## PROBLEM
Check every line in the listing below for "instance". Copy the ones where it occurs.

## GIVEN DATA
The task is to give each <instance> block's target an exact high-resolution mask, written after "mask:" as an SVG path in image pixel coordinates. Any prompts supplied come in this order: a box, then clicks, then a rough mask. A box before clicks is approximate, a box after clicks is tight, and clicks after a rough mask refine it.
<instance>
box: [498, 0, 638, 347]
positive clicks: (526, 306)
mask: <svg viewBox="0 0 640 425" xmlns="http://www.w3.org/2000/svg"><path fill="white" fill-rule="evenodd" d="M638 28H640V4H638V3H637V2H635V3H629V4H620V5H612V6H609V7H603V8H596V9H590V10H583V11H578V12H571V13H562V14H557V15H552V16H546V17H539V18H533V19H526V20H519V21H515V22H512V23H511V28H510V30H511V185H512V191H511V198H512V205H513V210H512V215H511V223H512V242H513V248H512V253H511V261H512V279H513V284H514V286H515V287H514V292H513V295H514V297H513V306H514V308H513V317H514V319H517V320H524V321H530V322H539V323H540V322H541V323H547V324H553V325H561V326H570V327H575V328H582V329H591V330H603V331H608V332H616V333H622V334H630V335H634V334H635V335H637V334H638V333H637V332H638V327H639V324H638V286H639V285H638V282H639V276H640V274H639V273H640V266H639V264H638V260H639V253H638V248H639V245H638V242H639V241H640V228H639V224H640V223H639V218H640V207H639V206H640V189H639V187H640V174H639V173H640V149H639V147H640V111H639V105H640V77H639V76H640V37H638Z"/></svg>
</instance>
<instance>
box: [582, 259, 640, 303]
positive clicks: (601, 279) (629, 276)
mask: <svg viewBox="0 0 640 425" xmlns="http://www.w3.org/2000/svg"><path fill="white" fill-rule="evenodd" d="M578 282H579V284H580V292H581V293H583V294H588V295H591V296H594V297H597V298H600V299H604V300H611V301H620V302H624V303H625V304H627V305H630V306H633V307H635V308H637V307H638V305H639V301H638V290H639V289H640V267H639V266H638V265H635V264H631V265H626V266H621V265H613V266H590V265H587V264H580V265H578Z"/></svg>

## REPLY TO THE TASK
The task is to give each <instance> block's target an exact high-resolution mask, written after "mask:" as an SVG path in image pixel coordinates. Any prompts supplied come in this order: a box, then clicks, then a rough mask. A box before clicks is approximate, a box after clicks is tight, and clicks after a rough mask refine it.
<instance>
</instance>
<instance>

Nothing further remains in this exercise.